• Required action: Please answer from the opinion piece on the Ladakh standoff: on what date did Xi Jinping meet the politburo?

• Text passage:

===============

Why Ladakh standoff could be part of Xi agenda to divert attention from China’s local issues
Opinion

Why Ladakh standoff could be part of Xi agenda to divert attention from China’s local issues

In episode 553 of Cut the Clutter, Shekhar Gupta highlights how Chinese President Xi Jinping has been under fire for his handling of Covid pandemic, among other issues.

Representational image | PTI

Representational image | Mask of Chinese President Xi Jinping | PTI

New Delhi: The ongoing standoff between Indian and Chinese troops at the Line of Actual Control (LAC) in Eastern Ladakh could be part of President Xi Jinping’s larger game-plan to divert attention from domestic troubles that Beijing is currently facing, ThePrint’s Editor-in-Chief Shekhar Gupta argued in episode 553 of ‘Cut The Clutter’.

Referring to an article that appeared in The Guardian, written by Cai Xia, a former professor at the Central Party School of Beijing who is now expelled from China for writing against President Xi, Gupta said China has been silencing such dissenting voices. 

According to Cai, President Xi has been an obstacle to progress in China and has mishandled the Covid pandemic. Xi had met the politburo on 7 January, which Gupta said was weeks before he warned the world about the coronavirus pandemic. 

In the speech, Xi had made it clear to the politburo members that there is a new virus and discussed the coronavirus problem. Gupta referred to Cai quoting the Chinese Communist Party’s journal, Quishi, stating that the Chinese president could have informed and warned China and the world about the virus “much earlier than he did”. 

“So this is a damning indictment of Xi Jinping. Not that he cares that much probably, but it is evidence from an insider,” Gupta said. 


Also read: Another round of India-China talks tomorrow as LAC disengagement process remains ‘complex’


‘China heading towards disaster, isolation’

Quoting Cai, Gupta said, Xi’s powers have become “unlimited” and that he has made “the world China’s enemy or he has made China the world’s enemy”. 

“Next point, she says that now you get into a vicious cycle of mistakes, because he makes a wrong decision, which has bad results. Nobody can tell him. Nobody can tell him to reverse a decision,” he said. “So you follow it up with more bad decisions. Everybody’s far too afraid to question him. So that’s why China is heading towards a disaster and isolation.” 

Gupta said many like Cai are unhappy in China, especially those who believed in reforms brought about in China by Deng Xiaoping. He also spoke about other experts on China who highlighted the methodology followed by the Chinese Communist Party. 

Among them is Richard McGregor, a former Financial Times correspondent who is now with the Lowy Institute. McGregor is also the author of ‘The Party: The Secret World of China’s Communist Rulers’.

In one of the articles written by McGregor for the Nikkei Asian Review, he said, “All state media had said that China needs political stability between 2020 and 2035 to genuinely grow into a superpower, and for that, that has been used as an excuse to give Xi Jinping this kind of position. But he said far from providing stability, he thinks, that Xi’s  decision may do the opposite.”

===============

• Information supplied:
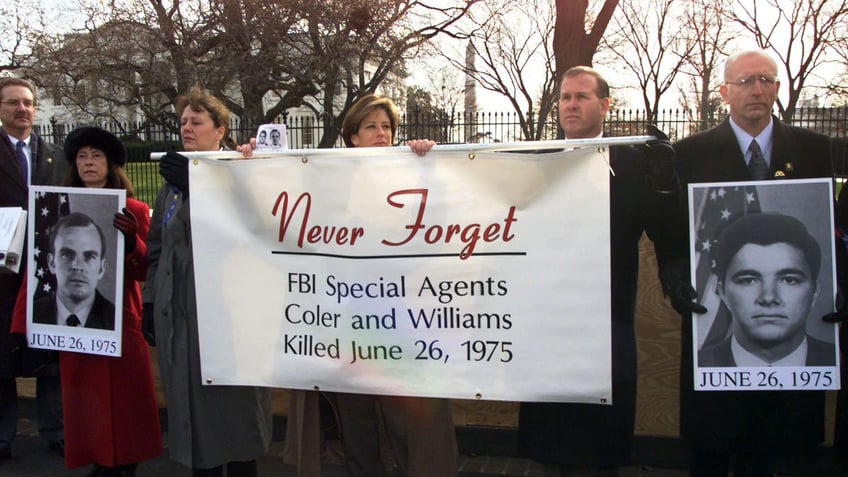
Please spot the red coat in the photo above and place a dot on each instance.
(109, 404)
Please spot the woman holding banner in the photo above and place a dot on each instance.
(420, 430)
(110, 411)
(209, 426)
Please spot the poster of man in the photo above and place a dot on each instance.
(276, 134)
(74, 270)
(765, 270)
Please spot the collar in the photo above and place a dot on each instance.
(82, 312)
(764, 139)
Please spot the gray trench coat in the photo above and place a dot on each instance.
(207, 425)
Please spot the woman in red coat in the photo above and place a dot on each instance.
(109, 404)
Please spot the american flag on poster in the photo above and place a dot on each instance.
(719, 206)
(49, 207)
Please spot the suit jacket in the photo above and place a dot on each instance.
(101, 316)
(819, 353)
(48, 168)
(734, 421)
(598, 435)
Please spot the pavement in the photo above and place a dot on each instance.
(32, 458)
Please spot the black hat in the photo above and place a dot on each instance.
(97, 138)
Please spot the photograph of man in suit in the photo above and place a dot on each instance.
(77, 258)
(768, 268)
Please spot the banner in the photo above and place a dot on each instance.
(465, 273)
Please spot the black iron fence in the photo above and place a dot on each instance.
(306, 132)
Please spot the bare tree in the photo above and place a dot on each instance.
(801, 34)
(576, 34)
(261, 56)
(648, 40)
(709, 35)
(512, 43)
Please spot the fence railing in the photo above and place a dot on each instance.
(305, 131)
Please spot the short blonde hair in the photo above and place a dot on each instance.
(363, 107)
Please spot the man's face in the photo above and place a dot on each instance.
(77, 263)
(750, 103)
(581, 111)
(17, 110)
(769, 291)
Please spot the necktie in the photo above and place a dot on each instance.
(23, 163)
(72, 320)
(757, 168)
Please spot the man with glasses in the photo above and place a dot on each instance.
(25, 159)
(745, 428)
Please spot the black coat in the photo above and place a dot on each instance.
(734, 421)
(49, 169)
(593, 434)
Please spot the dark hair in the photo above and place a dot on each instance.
(116, 156)
(17, 82)
(76, 219)
(199, 100)
(603, 86)
(765, 229)
(363, 107)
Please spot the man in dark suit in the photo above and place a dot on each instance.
(750, 427)
(768, 269)
(44, 164)
(643, 191)
(77, 259)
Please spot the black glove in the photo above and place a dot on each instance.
(128, 225)
(173, 167)
(675, 282)
(660, 155)
(841, 313)
(147, 327)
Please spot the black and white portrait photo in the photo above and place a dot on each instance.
(75, 270)
(764, 269)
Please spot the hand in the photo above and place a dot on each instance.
(147, 326)
(661, 161)
(246, 150)
(420, 146)
(841, 313)
(128, 225)
(681, 297)
(674, 276)
(173, 167)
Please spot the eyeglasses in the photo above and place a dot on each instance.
(28, 103)
(748, 81)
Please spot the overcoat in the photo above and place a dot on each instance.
(595, 434)
(49, 169)
(734, 421)
(208, 426)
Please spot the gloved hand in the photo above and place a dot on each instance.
(661, 161)
(147, 326)
(677, 287)
(841, 313)
(128, 225)
(173, 167)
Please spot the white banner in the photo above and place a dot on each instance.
(463, 274)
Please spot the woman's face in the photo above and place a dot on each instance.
(199, 132)
(92, 166)
(374, 131)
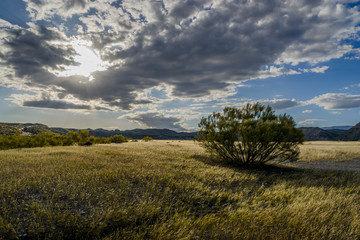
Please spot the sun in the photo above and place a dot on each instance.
(88, 60)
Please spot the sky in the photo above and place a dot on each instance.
(125, 64)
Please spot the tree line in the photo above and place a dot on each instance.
(45, 139)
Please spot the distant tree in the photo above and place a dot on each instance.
(118, 139)
(147, 139)
(251, 135)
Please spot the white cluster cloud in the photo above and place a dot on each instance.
(198, 49)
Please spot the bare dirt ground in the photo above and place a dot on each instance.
(350, 165)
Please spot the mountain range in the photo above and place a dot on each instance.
(337, 133)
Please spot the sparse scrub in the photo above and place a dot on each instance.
(251, 135)
(170, 190)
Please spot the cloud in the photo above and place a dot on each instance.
(155, 120)
(307, 111)
(55, 105)
(279, 104)
(336, 101)
(194, 47)
(335, 113)
(316, 69)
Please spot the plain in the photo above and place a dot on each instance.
(174, 190)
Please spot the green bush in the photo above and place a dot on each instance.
(252, 135)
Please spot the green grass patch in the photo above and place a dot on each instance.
(168, 190)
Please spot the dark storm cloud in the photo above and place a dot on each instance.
(186, 45)
(32, 52)
(156, 120)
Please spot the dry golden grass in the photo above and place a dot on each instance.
(326, 150)
(168, 190)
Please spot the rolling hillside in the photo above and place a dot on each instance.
(311, 133)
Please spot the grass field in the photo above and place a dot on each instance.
(173, 190)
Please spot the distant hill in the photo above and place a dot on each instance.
(23, 128)
(29, 128)
(341, 128)
(319, 134)
(343, 133)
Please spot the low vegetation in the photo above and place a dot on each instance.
(45, 139)
(168, 190)
(251, 135)
(329, 150)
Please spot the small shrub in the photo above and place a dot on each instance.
(251, 135)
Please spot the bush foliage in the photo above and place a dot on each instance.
(251, 135)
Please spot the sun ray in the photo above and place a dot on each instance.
(88, 60)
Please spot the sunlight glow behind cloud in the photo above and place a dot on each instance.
(87, 59)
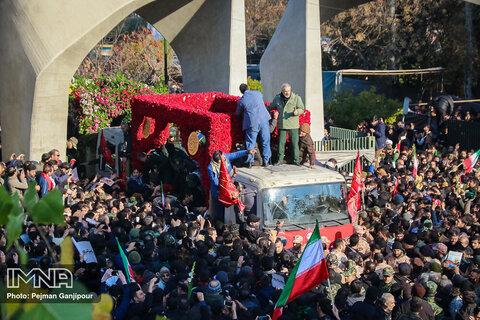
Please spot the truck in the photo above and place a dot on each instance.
(298, 196)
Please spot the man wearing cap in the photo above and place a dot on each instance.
(378, 130)
(297, 248)
(307, 153)
(214, 175)
(72, 152)
(255, 122)
(418, 292)
(431, 290)
(289, 106)
(402, 277)
(250, 229)
(388, 280)
(397, 256)
(358, 243)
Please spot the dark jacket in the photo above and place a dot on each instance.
(252, 234)
(253, 110)
(404, 308)
(380, 137)
(366, 311)
(307, 152)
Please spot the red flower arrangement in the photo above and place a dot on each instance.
(212, 113)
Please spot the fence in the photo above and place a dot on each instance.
(341, 133)
(349, 140)
(467, 133)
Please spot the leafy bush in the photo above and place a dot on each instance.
(96, 101)
(348, 110)
(254, 84)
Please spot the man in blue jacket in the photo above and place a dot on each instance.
(378, 131)
(214, 173)
(255, 121)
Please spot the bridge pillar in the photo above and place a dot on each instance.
(42, 43)
(294, 55)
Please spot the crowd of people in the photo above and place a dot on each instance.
(393, 266)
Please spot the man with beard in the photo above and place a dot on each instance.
(289, 106)
(397, 256)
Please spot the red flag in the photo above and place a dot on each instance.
(105, 151)
(227, 193)
(354, 194)
(395, 189)
(309, 271)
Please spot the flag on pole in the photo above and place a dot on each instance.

===============

• Response: 7 January